Page text:
Monday, March 13, 2023

Security

Sweet Hubby is very -  one might even say extremely - conscious of security.  He is always scoping the landscape or situation for what might go wrong, and takes whatever preventive measures he can.  Stepping from our kitchen onto our backyard deck, for example, entails getting out a hidden key, unlocking two locks on the door, then unlocking the screen door.  

I know I should be grateful for being kept so safe, and I am to a certain degree.  But I also rebel, sometimes inwardly, sometimes outwardly, against all this attention given to what can go wrong.  That's not where I want to focus my thoughts.  I once lived with a gunsmith who had 3 large dogs, a gun in his fanny pack, a gun under the pillow, a gun in the glove box.  I should have felt supremely safe, but instead I felt uncomfortable and stressed, not because I was concerned about a gun accident  but because all those security measures seemed to shout out, "The bad guys are going to get us!  We have to protect ourselves every moment!"

Extracted information:
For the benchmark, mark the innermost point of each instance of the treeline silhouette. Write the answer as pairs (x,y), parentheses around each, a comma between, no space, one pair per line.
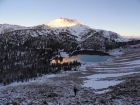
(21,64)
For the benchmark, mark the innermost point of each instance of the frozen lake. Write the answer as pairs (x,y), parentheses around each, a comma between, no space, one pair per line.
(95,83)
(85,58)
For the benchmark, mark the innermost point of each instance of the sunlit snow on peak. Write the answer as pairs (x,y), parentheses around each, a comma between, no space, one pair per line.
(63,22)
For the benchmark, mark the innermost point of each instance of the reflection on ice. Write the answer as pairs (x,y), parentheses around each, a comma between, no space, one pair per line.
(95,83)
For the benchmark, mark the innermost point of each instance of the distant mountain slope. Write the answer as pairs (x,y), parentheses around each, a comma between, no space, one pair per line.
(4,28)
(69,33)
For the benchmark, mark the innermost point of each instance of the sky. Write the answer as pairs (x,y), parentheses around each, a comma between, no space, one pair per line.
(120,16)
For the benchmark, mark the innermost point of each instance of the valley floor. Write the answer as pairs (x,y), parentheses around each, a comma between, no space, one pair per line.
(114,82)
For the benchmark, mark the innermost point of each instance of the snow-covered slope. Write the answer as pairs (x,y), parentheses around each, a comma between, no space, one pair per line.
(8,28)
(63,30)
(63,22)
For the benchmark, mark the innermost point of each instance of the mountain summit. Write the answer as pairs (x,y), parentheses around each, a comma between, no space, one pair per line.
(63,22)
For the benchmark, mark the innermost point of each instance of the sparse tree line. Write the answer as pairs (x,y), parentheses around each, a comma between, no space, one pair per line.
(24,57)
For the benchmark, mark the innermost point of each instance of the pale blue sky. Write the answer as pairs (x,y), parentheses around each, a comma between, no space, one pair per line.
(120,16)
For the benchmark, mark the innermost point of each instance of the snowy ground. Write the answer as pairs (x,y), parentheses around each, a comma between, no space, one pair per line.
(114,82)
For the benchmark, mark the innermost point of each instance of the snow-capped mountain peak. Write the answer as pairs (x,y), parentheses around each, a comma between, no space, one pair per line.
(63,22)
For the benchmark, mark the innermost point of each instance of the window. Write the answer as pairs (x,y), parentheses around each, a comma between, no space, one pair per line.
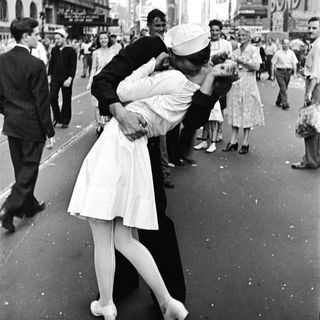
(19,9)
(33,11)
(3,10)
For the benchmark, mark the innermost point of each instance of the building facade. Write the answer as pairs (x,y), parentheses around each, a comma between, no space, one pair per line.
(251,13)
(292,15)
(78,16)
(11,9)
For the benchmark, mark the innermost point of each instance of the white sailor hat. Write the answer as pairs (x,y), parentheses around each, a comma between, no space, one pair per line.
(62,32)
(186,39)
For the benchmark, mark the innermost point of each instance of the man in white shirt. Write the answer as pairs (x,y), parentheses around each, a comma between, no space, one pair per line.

...

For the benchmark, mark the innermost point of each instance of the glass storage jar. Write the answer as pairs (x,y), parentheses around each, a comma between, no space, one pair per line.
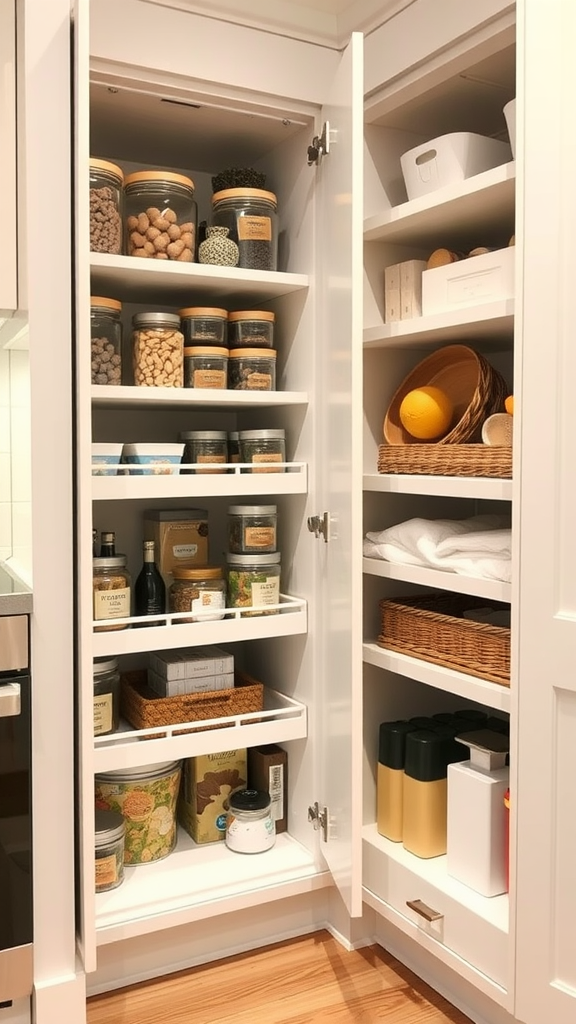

Activity A: Using the security post above, explain in one to three sentences why the writer felt uncomfortable and stressed while living with the gunsmith.
Activity B: Please pick up the security post from its last sentence and carry it on.

Task result A: The writer's discomfort wasn't worry about a gun accident. It came from how all the security measures seemed to shout, "The bad guys are going to get us! We have to protect ourselves every moment!"

Task result B:
I'm no cock-eyed optimist wearing rose-colored glasses.  I've been mugged 5 times, my car has been broken into and my tires slashed.  And I've experienced my share of non-malicious dangers as well.  I've had my missteps and falls; I was once concussed while crossing the street by a stop light a driver had knocked over.  I know there are criminals.  I know gun violence is on the rise in this country.  I lock the house when I leave home and my car when I park.  This isn't me closing my eyes and stopping up my ears, singing, "Lalala, the world is safe, nothing bad will ever happen to meeeeee!"

What I rebel against is focusing on what's bad and dangerous.  There is a worldview encouraged by political leaders and given a megaphone by the media that we, the public, have a right to be safe and that our safety is under imminent and constant threat.  This kind of thinking is both ugly and ridiculous.  Ridiculous because of course we are not safe in this world, and have no reason to think that we ought to be.  There unquestionably are dangers galore, from microscopic germs to melting glaciers to outright war, slippery surfaces, hard edges, falling branches, drunk drivers, thieves, etc. ad infinitum.  And ugly because this worldview is fear-based, and people make very bad decisions when choosing from fear.  TSA is one big fear-based mess of a waste of time, energy, and resources.

I believe there are those who want me to feel afraid so that I will look to them to protect me.  That is what I rebel against.  I simply don't want to buy what they're selling. Bad things may happen, will happen.  But I decline to be thinking about them all the time.  That's just not where I want my thoughts and energy to go.  I'll take my chances, thank you very much, and I'll just  handle what comes.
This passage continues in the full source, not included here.